[Excerpt]:
※

The solution is to checkpoint a PCollection to persistent storage (typically HDFS) so that Crunch can start from the checkpoint in the new pipeline.

Consider the Crunch program for calculating a histogram of word counts for text files back in Example 18-3. We saw that the Crunch planner translates this pipeline into two MapReduce jobs. If the program is run for a second time, then Crunch will run the two MapReduce jobs again and overwrite the original output, since WriteMode is set to OVERWRITE.

If instead we checkpointed inverseCounts, a subsequent run would only launch one MapReduce job (the one for computing hist, since it is entirely derived from inverseCounts). Checkpointing is simply a matter of writing a PCollection to a target with the WriteMode set toCHECKPOINT:

PCollection<String> lines = pipeline.readTextFile(inputPath);

PTable<String, Long> counts = lines.count();

PTable<Long, String> inverseCounts = counts.parallelDo(

    new InversePairFn<String, Long>(), tableOf(longs(), strings()));

inverseCounts.write(To.sequenceFile(checkpointPath),

    Target.WriteMode.CHECKPOINT);

PTable<Long, Integer> hist = inverseCounts

    .groupByKey()

※

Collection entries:
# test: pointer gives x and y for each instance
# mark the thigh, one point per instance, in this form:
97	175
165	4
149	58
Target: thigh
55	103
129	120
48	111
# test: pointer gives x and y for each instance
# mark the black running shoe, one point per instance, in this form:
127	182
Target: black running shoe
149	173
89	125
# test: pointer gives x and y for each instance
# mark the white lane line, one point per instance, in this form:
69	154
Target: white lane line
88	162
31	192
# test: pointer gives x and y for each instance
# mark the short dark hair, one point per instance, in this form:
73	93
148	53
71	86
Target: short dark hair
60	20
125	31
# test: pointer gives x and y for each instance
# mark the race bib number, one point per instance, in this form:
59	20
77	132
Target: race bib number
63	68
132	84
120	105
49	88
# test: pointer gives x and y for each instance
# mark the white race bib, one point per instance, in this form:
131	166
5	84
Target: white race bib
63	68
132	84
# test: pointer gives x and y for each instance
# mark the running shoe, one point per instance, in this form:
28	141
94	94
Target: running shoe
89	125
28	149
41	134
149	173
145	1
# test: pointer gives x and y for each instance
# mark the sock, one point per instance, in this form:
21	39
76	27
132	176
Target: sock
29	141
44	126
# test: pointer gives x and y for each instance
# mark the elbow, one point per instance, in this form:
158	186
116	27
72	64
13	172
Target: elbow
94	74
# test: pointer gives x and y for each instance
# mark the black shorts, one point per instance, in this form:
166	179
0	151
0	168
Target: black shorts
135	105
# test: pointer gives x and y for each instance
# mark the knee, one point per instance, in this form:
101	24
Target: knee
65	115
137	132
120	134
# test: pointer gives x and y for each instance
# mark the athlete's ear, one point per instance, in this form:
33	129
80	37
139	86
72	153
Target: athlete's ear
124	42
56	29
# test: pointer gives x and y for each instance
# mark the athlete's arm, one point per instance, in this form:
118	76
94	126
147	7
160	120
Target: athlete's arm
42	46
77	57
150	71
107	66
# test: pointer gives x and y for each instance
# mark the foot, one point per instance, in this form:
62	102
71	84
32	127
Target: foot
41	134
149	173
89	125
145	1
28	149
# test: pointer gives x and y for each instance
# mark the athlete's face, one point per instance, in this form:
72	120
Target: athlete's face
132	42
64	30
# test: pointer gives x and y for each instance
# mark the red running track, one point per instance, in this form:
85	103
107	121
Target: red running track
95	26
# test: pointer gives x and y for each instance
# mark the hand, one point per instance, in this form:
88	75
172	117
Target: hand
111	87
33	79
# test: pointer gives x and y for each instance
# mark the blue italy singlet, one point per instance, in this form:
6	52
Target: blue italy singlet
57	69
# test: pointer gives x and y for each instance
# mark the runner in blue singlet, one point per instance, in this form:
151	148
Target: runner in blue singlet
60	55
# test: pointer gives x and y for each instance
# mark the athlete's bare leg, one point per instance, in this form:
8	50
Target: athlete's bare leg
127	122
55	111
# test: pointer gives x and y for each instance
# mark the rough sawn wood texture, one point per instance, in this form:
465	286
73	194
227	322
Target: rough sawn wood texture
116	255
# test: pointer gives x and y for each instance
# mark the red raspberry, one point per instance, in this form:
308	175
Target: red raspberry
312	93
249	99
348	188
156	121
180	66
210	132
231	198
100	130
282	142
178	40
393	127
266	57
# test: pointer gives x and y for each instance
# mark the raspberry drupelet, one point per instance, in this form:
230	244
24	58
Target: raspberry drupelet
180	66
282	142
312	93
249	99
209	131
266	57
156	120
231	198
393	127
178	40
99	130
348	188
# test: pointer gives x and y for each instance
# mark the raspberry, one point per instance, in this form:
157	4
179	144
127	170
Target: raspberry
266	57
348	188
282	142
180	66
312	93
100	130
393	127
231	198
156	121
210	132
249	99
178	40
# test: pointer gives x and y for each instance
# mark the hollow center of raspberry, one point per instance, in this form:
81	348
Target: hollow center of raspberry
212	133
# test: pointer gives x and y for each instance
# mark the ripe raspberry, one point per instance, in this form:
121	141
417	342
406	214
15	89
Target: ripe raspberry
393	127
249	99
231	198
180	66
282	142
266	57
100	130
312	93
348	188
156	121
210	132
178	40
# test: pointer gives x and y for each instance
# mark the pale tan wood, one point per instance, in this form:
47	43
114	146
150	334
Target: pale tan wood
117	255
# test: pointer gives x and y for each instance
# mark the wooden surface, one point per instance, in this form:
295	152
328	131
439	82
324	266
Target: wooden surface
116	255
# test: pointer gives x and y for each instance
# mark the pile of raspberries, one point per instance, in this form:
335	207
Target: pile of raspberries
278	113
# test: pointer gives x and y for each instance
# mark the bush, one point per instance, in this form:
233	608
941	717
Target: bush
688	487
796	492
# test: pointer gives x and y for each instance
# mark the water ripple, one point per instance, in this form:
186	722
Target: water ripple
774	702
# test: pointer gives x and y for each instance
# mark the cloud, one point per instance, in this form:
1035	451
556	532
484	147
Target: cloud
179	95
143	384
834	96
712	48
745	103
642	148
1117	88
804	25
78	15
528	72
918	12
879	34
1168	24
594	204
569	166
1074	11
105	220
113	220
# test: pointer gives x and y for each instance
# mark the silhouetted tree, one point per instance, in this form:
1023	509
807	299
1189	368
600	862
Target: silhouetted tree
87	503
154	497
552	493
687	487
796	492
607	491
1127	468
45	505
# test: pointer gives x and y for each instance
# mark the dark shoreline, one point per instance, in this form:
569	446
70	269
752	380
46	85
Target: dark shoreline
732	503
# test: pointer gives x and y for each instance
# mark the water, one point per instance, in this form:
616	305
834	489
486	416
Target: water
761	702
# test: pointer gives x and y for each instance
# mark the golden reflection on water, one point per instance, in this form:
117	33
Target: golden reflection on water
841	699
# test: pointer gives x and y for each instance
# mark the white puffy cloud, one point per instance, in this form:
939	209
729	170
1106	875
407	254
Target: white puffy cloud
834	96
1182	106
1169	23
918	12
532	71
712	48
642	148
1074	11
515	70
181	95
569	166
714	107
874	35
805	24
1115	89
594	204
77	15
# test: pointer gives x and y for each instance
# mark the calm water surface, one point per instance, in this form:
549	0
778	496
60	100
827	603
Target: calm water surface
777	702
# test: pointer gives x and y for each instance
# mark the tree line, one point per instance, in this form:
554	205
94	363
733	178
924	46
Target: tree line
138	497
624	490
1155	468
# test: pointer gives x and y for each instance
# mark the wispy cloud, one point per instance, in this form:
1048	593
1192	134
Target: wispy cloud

※

[Given exercise 1]:
In the excerpt on Crunch checkpointing, which WriteMode setting is used to checkpoint a PCollection?
[Given exercise 2]:
Write the next part of the excerpt on Crunch checkpointing, picking up right after its last line.

[Exercise output 1]:
CHECKPOINT

[Exercise output 2]:
    .mapValues(new CountValuesFn<String>(), ints());

hist.write(To.textFile(outputPath), Target.WriteMode.OVERWRITE);

pipeline.done();

Crunch compares the timestamps of the input files with those of the checkpoint files; if any inputs have later timestamps than the checkpoints, then it will recompute the dependent checkpoints automatically, so there is no risk of using out-of-date data in the pipeline.

Since they are persistent between pipeline runs, checkpoints are not cleaned up by Crunch, so you will need to delete them once you are happy that the code is producing the expected results.

Crunch Libraries

Crunch comes with a powerful set of library functions in the org.apache.crunch.lib package — they are summarized in Table 18-1.

Table 18-1. Crunch libraries

Class

Method name(s)

Description

Aggregate

length()

Returns the number of elements in a PCollection wrapped in a PObject.

min()

Returns the smallest value element in a PCollection wrapped in a PObject.

max()

Returns the largest value element in a PCollection wrapped in a PObject.

count()

Returns a table of the unique elements of the input PCollection mapped to their counts.

top()

Returns a table of the top or bottom N key-value pairs in a PTable, ordered by value.

collectValues()

Groups the values for each unique key in a table into a Java Collection, returning a PTable<K, Collection<V>>.

Cartesian

cross()

Calculates the cross product of two PCollections or PTables.

Channels

split()

Splits a collection of pairs (PCollection<Pair<T, U>>) into a pair of collections (Pair<PCollection<T>, PCollection<U>>).

Cogroup

cogroup()

Groups the elements in two or more PTables by key.

Distinct

distinct()

Creates a new PCollection or PTable with duplicate elements removed.

Join

join()

Performs an inner join on two PTables by key. There are also methods for left, right, and full joins.

Mapred

map()

Runs a mapper (old API) on a PTable<K1, V1> to produce a PTable<K2, V2>.

reduce()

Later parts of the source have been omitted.